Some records
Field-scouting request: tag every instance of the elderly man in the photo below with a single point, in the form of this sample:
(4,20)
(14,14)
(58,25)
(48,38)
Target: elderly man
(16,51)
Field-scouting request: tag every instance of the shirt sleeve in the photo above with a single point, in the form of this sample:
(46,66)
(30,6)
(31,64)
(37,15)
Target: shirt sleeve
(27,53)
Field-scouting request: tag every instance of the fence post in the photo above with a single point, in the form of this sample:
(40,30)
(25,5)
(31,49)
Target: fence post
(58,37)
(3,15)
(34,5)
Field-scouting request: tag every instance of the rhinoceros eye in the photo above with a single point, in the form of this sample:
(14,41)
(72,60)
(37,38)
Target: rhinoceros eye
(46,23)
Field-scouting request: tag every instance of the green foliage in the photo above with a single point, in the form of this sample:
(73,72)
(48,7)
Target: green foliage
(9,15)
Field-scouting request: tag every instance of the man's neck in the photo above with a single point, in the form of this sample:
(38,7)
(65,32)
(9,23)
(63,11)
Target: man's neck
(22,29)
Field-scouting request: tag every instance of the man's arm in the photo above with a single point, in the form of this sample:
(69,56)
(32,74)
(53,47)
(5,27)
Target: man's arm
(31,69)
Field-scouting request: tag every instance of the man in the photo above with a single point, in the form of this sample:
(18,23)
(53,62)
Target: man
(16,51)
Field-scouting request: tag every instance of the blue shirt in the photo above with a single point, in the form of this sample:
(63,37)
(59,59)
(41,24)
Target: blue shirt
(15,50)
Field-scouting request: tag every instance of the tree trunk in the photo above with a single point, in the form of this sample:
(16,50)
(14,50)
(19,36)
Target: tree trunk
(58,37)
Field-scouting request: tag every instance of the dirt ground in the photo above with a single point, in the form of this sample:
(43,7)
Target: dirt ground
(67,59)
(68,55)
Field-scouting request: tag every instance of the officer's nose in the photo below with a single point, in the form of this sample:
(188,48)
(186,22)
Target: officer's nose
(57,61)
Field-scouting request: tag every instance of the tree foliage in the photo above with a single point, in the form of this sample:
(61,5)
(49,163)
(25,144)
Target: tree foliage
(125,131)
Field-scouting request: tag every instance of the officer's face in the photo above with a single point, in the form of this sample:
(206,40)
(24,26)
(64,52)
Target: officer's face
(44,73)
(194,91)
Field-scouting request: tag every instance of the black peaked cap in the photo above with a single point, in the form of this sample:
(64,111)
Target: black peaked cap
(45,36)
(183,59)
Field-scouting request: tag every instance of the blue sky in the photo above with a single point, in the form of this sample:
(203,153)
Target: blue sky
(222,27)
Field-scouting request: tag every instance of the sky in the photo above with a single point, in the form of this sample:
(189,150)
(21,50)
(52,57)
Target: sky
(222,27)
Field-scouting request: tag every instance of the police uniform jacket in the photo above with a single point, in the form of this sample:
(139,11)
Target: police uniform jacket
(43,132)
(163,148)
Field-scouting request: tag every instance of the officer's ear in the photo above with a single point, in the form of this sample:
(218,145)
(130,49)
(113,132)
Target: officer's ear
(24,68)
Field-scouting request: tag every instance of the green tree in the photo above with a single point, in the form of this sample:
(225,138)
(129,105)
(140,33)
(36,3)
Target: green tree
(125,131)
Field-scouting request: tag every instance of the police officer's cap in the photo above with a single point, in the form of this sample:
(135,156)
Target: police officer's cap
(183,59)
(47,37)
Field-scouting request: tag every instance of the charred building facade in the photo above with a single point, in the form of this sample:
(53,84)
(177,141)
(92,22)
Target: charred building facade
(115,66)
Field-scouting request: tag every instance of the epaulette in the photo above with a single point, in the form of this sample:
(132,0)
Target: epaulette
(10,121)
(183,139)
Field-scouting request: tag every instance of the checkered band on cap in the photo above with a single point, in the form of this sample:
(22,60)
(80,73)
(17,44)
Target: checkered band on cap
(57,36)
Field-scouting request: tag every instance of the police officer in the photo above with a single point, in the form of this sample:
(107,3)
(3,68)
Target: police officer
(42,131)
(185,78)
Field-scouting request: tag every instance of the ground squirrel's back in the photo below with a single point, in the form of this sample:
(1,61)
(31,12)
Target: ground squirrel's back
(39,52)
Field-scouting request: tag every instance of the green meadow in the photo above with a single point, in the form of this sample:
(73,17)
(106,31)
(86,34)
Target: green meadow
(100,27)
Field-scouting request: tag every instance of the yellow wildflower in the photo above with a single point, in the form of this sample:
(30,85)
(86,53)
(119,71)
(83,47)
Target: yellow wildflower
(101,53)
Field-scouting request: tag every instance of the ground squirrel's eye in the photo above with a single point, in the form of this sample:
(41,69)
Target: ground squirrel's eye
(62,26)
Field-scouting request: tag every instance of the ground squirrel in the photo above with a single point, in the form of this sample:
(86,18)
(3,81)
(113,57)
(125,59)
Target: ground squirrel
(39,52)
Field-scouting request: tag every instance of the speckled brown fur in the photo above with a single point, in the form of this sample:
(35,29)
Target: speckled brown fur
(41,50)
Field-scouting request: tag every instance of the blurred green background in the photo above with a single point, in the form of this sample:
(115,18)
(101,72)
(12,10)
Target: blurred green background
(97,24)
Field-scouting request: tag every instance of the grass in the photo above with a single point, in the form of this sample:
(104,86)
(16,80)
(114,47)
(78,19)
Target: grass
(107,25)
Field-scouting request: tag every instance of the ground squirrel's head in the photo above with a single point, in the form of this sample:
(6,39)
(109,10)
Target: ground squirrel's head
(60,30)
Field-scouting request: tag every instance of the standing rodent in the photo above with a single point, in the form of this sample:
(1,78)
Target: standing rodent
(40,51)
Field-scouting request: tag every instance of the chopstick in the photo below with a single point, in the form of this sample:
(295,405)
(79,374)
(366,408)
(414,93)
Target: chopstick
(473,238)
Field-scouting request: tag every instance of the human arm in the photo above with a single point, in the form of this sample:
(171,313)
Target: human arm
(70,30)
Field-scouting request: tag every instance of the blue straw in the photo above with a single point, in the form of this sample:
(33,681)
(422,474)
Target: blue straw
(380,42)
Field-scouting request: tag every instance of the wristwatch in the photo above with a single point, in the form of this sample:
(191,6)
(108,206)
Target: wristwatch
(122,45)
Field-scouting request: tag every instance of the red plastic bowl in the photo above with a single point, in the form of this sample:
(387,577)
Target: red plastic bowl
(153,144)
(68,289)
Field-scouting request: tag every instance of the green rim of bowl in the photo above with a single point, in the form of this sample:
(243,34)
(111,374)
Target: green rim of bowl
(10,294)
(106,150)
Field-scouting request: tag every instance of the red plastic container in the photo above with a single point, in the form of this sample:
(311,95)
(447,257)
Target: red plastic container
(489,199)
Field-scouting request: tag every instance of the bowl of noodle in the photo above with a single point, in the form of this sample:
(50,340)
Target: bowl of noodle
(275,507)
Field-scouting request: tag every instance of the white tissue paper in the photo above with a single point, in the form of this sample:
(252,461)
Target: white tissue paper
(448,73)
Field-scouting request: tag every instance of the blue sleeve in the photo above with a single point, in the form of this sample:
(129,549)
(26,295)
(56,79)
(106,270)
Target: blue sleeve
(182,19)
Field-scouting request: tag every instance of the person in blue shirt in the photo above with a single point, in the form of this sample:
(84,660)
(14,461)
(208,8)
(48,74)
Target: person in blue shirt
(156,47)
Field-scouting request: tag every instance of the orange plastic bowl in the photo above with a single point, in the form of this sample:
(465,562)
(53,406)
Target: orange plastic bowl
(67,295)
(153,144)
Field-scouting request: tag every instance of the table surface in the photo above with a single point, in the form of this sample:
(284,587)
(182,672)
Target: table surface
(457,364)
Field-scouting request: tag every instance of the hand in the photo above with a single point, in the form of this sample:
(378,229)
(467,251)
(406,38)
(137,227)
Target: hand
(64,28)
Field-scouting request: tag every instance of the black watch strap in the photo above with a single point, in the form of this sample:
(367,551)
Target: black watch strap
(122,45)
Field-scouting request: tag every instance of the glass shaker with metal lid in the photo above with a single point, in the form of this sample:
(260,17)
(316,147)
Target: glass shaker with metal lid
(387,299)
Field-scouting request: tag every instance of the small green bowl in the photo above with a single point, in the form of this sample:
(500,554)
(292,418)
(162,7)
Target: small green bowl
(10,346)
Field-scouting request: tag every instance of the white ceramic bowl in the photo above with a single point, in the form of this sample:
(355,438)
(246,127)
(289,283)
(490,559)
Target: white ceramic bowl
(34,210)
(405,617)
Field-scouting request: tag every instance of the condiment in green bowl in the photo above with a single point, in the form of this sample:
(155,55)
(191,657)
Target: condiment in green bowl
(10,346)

• **Stated exercise**
Reproduce the lines of the entries above exactly, but only from the line containing "Field-scouting request: tag every instance of the small" through the final line.

• **Exercise response**
Field-scouting request: tag every instance of the small green bowl in the photo above with a single point, in the form of this sample:
(500,554)
(292,418)
(162,7)
Target: small green bowl
(10,346)
Field-scouting request: tag every instance of the white ceramic bowl in the photo above with a single point, in the form of this sample:
(355,438)
(246,127)
(289,283)
(490,559)
Target: white ceramic bowl
(34,210)
(405,617)
Field-scouting request: tag every instance of the condiment in green bowl in the photo above with a single point, in the form of this sample:
(155,55)
(191,657)
Target: condiment in green bowl
(10,346)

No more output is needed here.